READING PASSAGE:

Lesson 08 · Failure Modes & Recovery

What happens when things go wrong

Reorgs, crashes, lost caches, diverging cursors — and why none of them corrupt the graph. ~13 min.

Builds on: L4 · L7 Anchor: reorgs & finality The deep payoff New: source-of-truth vs cache

A realtime indexer runs forever against an adversarial world: chains reorg, pods crash mid-write, Redis gets flushed, the graph-writer stalls. The remarkable thing about this system is that essentially every failure recovers automatically, and none of them corrupt the graph. This lesson is why. It rests on a single idea you've been circling since Lesson 4.

1 · The invariant that makes recovery possible

Straight from the codebase (cmd/indexer/cursor_watchdog.go), the load-bearing rule:

The Block-determinism invariant

State at BlockCursor = N is a pure function of blocks 0..N. Replay the same blocks → get the same graph, byte for byte. (You earned this in Lesson 4: coalesced state + MERGE + the monotonic guard. Lesson 7 then made redelivery safe.)

Why is this the key to recovery? Because if the state is a deterministic function of the blocks, then any lost or corrupted derived state can simply be recomputed by replaying blocks — recovery is never a delicate repair, it's a re-derivation.

EXTRACTED RECORDS:
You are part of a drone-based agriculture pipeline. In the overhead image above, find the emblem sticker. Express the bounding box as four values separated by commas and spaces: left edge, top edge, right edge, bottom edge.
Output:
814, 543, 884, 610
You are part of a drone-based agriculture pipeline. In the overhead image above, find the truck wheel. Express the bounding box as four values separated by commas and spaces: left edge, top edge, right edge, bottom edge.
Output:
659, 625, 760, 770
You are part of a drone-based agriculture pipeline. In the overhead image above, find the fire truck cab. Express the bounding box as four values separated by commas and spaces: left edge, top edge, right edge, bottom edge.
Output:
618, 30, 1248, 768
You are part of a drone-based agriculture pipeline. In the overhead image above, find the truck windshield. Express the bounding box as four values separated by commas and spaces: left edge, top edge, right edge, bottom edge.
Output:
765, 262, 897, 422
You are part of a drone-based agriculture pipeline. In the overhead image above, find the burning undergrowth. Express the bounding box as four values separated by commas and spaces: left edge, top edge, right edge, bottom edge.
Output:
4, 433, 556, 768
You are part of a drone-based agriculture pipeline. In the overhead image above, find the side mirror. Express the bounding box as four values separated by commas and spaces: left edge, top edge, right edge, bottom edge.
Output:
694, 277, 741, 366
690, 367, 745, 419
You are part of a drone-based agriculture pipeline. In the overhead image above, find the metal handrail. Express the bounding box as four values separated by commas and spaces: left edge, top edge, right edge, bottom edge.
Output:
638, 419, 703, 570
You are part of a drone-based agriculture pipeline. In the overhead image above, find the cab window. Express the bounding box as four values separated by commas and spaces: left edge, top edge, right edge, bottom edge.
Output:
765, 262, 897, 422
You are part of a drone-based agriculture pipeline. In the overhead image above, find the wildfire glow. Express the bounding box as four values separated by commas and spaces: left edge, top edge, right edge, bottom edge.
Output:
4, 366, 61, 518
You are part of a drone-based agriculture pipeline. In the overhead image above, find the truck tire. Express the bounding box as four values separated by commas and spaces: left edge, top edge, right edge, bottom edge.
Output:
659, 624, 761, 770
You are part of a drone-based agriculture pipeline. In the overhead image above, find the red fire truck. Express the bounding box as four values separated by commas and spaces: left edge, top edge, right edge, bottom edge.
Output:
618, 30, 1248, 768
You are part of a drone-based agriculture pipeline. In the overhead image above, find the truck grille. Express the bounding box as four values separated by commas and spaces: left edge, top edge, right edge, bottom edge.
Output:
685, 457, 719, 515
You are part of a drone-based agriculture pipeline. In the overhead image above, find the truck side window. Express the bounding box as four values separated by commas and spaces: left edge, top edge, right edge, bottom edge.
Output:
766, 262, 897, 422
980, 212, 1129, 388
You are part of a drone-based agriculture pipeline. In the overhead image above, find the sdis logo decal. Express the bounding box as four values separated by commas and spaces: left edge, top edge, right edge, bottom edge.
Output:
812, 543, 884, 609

WHAT TO WORK ON:
Answer these questions from the lesson on failure modes and recovery:
(a) About how many minutes does the lesson say it takes?
(b) Which codebase file is the load-bearing rule taken from?
(c) Which three things from Lesson 4 does the lesson credit for the block-determinism invariant?

WRITTEN RESPONSE:
(a) About 13 minutes.
(b) cmd/indexer/cursor_watchdog.go
(c) Coalesced state, MERGE, and the monotonic guard.